Box-labeled dataset extracts:
/---

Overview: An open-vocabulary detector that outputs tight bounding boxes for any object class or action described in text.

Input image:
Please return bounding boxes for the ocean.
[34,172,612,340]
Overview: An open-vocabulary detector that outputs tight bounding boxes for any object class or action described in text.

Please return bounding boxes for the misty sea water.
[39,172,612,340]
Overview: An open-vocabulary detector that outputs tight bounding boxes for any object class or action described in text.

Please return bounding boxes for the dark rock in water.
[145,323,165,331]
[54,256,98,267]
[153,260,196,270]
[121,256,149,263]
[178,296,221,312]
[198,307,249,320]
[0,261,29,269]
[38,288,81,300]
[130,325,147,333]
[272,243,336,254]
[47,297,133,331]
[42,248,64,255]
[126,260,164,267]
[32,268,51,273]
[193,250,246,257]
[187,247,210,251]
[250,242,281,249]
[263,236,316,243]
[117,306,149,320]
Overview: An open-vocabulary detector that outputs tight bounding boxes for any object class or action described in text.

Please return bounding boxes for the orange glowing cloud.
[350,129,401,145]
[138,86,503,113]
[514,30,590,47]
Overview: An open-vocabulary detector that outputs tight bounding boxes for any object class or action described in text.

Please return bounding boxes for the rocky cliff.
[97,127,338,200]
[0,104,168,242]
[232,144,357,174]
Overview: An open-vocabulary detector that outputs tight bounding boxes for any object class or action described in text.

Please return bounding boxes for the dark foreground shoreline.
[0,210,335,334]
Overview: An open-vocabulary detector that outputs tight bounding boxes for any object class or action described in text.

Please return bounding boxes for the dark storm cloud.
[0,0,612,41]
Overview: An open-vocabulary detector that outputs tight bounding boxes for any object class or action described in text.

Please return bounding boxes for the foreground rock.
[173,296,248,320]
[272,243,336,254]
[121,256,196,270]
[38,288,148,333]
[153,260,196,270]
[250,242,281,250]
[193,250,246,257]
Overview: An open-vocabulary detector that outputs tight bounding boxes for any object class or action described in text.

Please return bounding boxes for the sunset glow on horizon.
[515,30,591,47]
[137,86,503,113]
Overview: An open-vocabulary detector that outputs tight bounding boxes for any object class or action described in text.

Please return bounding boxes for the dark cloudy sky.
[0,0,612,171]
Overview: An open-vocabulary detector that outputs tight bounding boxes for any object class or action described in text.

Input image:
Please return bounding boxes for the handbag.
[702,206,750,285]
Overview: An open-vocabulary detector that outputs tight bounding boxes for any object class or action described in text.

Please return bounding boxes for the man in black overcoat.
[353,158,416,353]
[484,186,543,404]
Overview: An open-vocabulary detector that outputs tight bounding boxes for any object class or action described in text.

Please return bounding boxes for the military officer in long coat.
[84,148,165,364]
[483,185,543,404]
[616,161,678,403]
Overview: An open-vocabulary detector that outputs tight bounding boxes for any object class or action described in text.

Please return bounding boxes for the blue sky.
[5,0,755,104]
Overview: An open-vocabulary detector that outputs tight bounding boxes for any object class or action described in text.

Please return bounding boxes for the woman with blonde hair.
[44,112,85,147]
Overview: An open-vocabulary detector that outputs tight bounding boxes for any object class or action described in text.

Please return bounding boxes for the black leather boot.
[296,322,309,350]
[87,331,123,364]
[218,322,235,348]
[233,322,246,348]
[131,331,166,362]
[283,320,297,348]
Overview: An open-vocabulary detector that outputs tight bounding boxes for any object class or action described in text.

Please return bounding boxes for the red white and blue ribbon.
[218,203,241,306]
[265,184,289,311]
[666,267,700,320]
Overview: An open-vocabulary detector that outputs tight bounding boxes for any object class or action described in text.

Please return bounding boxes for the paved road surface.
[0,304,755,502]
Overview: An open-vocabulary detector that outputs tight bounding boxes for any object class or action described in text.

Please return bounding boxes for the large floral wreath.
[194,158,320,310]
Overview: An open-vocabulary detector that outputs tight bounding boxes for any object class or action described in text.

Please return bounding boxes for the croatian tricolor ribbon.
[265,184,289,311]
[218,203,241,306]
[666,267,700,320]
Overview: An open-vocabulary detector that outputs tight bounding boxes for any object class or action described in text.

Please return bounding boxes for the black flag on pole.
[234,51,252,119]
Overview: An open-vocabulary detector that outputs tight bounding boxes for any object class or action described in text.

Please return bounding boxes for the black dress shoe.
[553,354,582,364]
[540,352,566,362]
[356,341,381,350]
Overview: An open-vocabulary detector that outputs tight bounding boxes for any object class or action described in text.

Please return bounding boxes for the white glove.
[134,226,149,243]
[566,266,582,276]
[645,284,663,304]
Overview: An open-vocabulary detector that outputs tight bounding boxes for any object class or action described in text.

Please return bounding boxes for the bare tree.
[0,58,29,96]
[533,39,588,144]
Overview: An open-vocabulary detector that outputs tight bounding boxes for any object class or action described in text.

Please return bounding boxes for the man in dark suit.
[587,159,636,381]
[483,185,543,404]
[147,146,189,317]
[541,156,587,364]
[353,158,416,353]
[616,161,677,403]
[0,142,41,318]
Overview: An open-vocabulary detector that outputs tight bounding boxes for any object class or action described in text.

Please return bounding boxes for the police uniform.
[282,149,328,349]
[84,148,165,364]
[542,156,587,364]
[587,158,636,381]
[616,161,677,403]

\---

Edit the entries from the very first line up to and including the line with "[232,144,357,174]", changing "open-vocabulary" to "open-set" and keeping everything else the same.

Overview: An open-set detector that outputs tight bounding boxes for any object class or action described in text.

Input image:
Please return bounding boxes for the ocean.
[34,172,612,340]
Overview: An open-set detector that outputs tight bounding boxes for any object class or action described in text.

Please return bounding boxes for the misty sea water.
[39,172,612,340]
Overview: An open-set detector that outputs tight bounding boxes for any object class or action described in text.

Please return bounding boxes for the dark rock in water.
[145,323,165,331]
[54,256,98,267]
[153,260,196,270]
[121,256,149,263]
[178,296,221,312]
[198,307,249,320]
[0,261,29,269]
[38,288,81,300]
[130,325,147,333]
[272,243,336,254]
[47,297,133,331]
[42,248,64,255]
[126,260,164,267]
[32,268,51,273]
[193,250,246,257]
[187,247,210,251]
[250,242,281,249]
[263,236,316,243]
[117,306,149,320]
Overview: An open-set detector that outputs tight bounding boxes for any object class or action described in text.

Please return bounding boxes for the orange glowing cloud.
[350,129,401,145]
[138,86,503,113]
[514,30,590,47]
Overview: An open-set detector that outputs tight bounding boxes for any object class or action described in text.

Please return bounding boxes for the rocky cliff.
[97,127,338,200]
[0,104,168,242]
[232,144,357,174]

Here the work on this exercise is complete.